[REQUEST] Could you write out every entry exactly as it stands?

[Dataset excerpts on object pointing]

____________

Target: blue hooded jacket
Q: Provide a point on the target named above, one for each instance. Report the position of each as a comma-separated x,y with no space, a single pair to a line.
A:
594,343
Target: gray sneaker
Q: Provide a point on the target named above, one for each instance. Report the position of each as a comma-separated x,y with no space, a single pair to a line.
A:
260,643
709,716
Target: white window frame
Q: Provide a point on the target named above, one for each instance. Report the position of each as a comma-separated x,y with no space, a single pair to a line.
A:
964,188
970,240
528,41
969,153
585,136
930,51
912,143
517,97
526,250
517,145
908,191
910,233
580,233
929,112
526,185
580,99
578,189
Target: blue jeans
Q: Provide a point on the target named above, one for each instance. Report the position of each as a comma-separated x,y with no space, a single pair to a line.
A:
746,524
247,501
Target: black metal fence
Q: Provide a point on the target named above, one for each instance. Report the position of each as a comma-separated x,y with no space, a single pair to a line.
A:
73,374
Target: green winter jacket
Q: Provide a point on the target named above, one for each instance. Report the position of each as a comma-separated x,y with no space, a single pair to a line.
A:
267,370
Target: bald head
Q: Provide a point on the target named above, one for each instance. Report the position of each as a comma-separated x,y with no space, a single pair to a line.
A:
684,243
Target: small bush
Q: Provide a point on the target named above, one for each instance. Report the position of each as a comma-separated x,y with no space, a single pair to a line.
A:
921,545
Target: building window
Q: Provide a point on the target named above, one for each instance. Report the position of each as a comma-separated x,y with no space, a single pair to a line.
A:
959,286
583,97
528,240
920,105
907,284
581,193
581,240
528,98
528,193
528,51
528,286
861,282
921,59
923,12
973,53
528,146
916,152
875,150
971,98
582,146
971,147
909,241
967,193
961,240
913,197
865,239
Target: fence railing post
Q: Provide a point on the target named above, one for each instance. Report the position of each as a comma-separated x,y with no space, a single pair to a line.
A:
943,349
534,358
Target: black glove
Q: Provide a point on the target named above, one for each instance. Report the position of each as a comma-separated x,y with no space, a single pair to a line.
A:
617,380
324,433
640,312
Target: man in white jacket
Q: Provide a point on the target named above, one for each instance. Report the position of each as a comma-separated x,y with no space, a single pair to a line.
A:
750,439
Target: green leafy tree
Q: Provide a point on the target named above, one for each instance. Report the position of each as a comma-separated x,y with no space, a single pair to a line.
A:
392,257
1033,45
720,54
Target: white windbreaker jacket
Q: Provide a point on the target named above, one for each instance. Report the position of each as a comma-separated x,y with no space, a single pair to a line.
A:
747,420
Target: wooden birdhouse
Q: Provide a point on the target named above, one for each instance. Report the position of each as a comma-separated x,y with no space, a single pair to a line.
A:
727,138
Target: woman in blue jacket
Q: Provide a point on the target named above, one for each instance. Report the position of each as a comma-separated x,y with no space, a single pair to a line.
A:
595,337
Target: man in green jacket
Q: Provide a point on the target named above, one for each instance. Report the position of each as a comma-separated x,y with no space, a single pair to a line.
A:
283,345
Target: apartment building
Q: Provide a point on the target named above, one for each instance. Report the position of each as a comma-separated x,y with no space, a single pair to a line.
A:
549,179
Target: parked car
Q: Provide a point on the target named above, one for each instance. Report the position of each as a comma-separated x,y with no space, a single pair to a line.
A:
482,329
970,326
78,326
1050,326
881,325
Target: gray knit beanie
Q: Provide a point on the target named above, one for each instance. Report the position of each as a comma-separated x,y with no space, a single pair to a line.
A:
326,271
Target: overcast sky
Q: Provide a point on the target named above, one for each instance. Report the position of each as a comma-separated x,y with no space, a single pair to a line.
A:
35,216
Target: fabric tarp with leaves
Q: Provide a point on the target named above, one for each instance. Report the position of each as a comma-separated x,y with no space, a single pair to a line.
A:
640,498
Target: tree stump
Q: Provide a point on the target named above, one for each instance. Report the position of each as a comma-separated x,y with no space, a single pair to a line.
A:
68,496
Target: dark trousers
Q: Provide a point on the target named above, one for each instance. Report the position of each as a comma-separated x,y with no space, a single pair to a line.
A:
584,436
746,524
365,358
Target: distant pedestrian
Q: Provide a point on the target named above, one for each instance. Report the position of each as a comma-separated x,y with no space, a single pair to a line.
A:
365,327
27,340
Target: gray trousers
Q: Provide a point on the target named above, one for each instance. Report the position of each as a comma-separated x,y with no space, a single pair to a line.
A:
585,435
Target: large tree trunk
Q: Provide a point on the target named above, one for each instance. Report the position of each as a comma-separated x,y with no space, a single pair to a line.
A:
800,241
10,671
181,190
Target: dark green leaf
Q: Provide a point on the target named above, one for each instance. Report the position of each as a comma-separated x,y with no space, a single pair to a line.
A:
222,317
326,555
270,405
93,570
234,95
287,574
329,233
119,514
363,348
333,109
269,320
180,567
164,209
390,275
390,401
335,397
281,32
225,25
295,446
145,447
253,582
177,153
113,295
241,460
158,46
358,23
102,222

____________

[SOLUTION TO THE PROBLEM]
Target: blue hooded jacket
Q: Provide a point on the target named above, one for each instance. Report the position of each as a comma-separated x,y with no space, a single pair to a line.
A:
594,343
Target: gray sneaker
Q: Provide a point on the target named above, one for each instance. Report the position of each as a comma-separated x,y with no space, a single pair to a line.
A:
260,643
709,716
Target: white window frame
Q: Provide a point on the target named above, one for each instance. Report the position of each as a comma-separated x,y with no space, a single pair to a line.
A:
964,188
970,240
528,41
969,153
585,136
930,51
912,143
517,97
526,250
517,145
908,191
910,233
580,233
929,112
526,185
580,99
578,189
Target: blue jeans
Q: Provide a point on the target named above, one for each instance. Report the position of each as a comma-separated x,y with no space, a single pair to a line.
A:
746,524
247,501
Target: black metal fence
Q: Provide a point on the target named above, one for each instance. Report the position of each as a comma-separated x,y with no space, a single pair to a line.
A:
73,374
Target: green winter jacket
Q: Provide a point on the target named above, one for each instance. Report the position of each as a comma-separated x,y with no space, a single pair to a line.
A:
267,370
Target: bald head
Q: Provide a point on the target named above, one for each instance. Report the position of each as a comma-separated x,y with no space, a single pair to a line.
A:
684,243
Target: small bush
Q: Provide a point on the target named above, one for each instance. Report the position of each as a comma-separated x,y with no space, a single pair to a line.
A:
921,545
Target: building window
Q: Provide a point on the target named above, one for each instance. Report the position of each as a comma-separated x,y with no space, a single pair to a line.
A:
959,286
583,97
528,240
920,105
907,284
581,193
581,240
528,98
528,193
528,51
528,286
861,282
921,59
923,12
973,53
528,146
916,152
875,150
971,98
582,146
971,147
909,241
967,193
961,240
913,197
865,239
Target: fence railing post
Q: Provide a point on the target named above, one for each instance. Report the position of each as a comma-separated x,y with no space, a single pair to a line.
A:
943,349
534,358
Target: black glove
Q: Provide a point on the target named above, one for each instance. Report the position of each as a comma-separated x,y with no space, a single pair to a line.
A:
617,380
324,433
640,312
Target: man in white jacket
Q: Provide a point on the target named above, one for each instance. Report the position of each as a comma-separated x,y with no space, a single pair to a line.
A:
750,439
Target: green leafy tree
Q: Provide a point on the target named above, one for each instance. Report the position of each as a comma-separated x,y with no space, a single pair to a line.
A:
392,257
1033,45
720,54
Target: white windbreaker jacket
Q: Provide a point on the target named above, one for each instance. Report the position of each as a comma-separated x,y with no space, a single pair to a line.
A:
747,420
Target: wooden birdhouse
Q: Provide a point on the target named above, one for each instance. Report the position of each as a comma-separated x,y with no space, a single pair to a line.
A:
727,138
Target: woman in blue jacket
Q: Provide a point on the target named above, one for each instance. Report the position of each as a comma-separated x,y with no space, a single pair to a line.
A:
595,337
Target: man in green jacket
Q: Provide a point on the target named above, one for each instance. Report the position of each as a comma-separated x,y with no space, a single pair to a line.
A:
283,345
Target: apartment building
Q: Provide a point on the target named above, one for each instance. Report the position of each as a comma-separated x,y with no space, a single pair to a line.
A:
549,179
Target: parked car
Q: Provide a point on the target named above, one for each instance. Report the position of each as a comma-separated x,y with no space, a single pair to a line.
A:
482,329
970,326
78,326
1050,326
881,325
Target: gray knit beanie
Q: Provide a point on the target named above, one for each instance. Report the position of each as a comma-separated x,y with no space, a single pair to a line.
A:
326,271
Target: overcast sky
Q: Provide a point on the target named above, one for each instance. Report the position of each as a comma-separated x,y with no space, a single pair to a line.
A:
35,216
Target: fabric tarp with leaves
Q: Provide a point on the target named above, one for each instance. Report the position of each as a comma-separated x,y with no space, a single pair to a line.
A:
640,498
Target: tree stump
Q: Provide a point on the target named above, one for each instance. Report the position of each as a comma-separated x,y with no space, a single pair to a line.
A:
68,496
Target: dark trousers
Q: Provide a point on the target named above, one for each instance. Report the position of each as a comma-separated x,y with no space, a single pair to a line.
A:
584,436
746,524
365,358
Target: distant pedestrian
Q: Provide a point on the target named above, one for each instance. Report the position of each as a comma-separated x,y with no space, a single pair to a line.
A:
365,327
27,340
Target: gray trousers
Q: Provide a point on the target named above, one for each instance. Report the position of each as a comma-separated x,y with no space, a single pair to a line.
A:
585,435
Target: large tree trunk
Q: Provide a point on the target named above, one for each instance. Report the position of each as a comma-separated x,y with no space, a single pair to a line.
A:
800,241
10,671
181,190
Target: dark green leaf
Q: Provide a point on the target named above, one for each instance. Report the position of each as a comma-separated x,y with no space, a single pair to a line.
A:
222,317
326,555
270,405
93,570
234,95
287,574
329,233
119,514
363,348
333,109
269,320
180,567
164,209
390,275
390,401
335,397
281,32
225,25
295,446
145,447
253,582
177,153
113,295
241,460
158,46
358,23
102,222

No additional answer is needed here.